Text provided:

FROM THE MAG: Neesham is one of the funniest and most outspoken international cricketers. The Kiwi allrounder talks in our September magazine about being a T20 finisher, the upcoming World Cup, and why he'll never get over the 2019 World Cup final
This is an abridged version of James Coyne's interview with Jimmy Neesham that features in our September 2022 magazine. To read the full version, grab a copy of the magazine by clicking here.
You're no longer in New Zealand's Test set-up, but surely you found time to watch this summer's Test series?
Yeah, I watched parts. Obviously the second at Trent Bridge was a really, really good Test match, the sort of game that will bring fans back to Test cricket. I'd have liked to see New Zealand come out on the right side of it, but you have to put your hands up and say well played to the England guys. Anytime you have a game like that and look back at parts of the game you could have done differently. But the nature of the game is that you have to look forward to the next challenge.
You tend to bat down at No.6 for New Zealand and in franchise cricket, but obviously Northants used you as their floating dangerman...
Yeah, absolutely. It's the nature of being an allrounder or a finisher. Your role changes a lot depending on how the innings is set up. My ideal entry point in a T20 innings is about the 11th or 12th over. I think it's a necessity based on the team. The lower down you get in a T20 batting order, the harder it is to bat. But when you've got someone as accomplished as Chris Lynn or Josh Cobb at the top it allowed me to focus on a finisher role and generating a strike-rate down the bottom, which is one of the more difficult parts of T20 cricket.
Do you want to get up the order at some stage? The nature of batting lower down is that you tend not to rack up big scores. People will be surprised that your highest T20I score is 48 not out.

Data lines:
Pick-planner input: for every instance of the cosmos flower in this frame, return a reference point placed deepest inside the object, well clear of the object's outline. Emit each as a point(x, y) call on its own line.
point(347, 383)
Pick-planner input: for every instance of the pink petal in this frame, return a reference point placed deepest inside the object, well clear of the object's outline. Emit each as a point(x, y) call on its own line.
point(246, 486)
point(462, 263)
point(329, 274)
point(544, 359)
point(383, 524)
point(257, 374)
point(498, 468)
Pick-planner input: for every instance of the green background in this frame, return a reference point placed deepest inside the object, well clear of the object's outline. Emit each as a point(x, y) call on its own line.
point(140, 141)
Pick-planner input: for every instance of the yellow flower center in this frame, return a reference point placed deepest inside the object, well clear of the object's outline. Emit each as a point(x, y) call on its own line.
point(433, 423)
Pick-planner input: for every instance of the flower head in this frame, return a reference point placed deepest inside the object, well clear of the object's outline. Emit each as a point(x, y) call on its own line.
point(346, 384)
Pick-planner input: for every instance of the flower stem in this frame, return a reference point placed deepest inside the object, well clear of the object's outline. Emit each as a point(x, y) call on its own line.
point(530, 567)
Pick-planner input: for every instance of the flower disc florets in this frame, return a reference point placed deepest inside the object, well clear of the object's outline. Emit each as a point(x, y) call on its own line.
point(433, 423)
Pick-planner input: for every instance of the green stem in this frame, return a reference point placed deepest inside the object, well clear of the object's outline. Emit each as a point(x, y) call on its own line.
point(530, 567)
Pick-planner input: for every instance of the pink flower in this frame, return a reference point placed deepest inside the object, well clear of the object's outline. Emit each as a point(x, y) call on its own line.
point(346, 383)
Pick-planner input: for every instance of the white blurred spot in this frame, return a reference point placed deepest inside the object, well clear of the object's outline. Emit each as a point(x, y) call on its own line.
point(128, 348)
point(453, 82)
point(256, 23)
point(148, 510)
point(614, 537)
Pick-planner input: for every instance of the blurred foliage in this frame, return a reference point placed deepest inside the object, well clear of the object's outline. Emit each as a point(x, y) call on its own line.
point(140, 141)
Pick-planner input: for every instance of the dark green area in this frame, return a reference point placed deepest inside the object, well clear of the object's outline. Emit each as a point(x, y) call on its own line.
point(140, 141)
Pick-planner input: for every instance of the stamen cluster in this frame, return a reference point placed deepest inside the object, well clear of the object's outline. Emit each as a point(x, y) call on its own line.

Task requirements:
(a) Answer these questions from the Jimmy Neesham interview, one line each:
(i) Which magazine issue features the interview?
(ii) Which Test match from the summer series does Neesham call a really, really good Test match?
(iii) What does he give as his ideal entry point in a T20 innings?
(b) According to the Jimmy Neesham interview, why was Neesham able to concentrate on a finisher role? Answer in one to three sentences.

Replies:
(a)
(i) The September 2022 magazine.
(ii) The second Test, at Trent Bridge.
(iii) About the 11th or 12th over.

(b) Accomplished batters such as Chris Lynn or Josh Cobb were at the top of the order. That let him focus on finishing and on generating a strike-rate lower down, which he calls one of the more difficult parts of T20 cricket.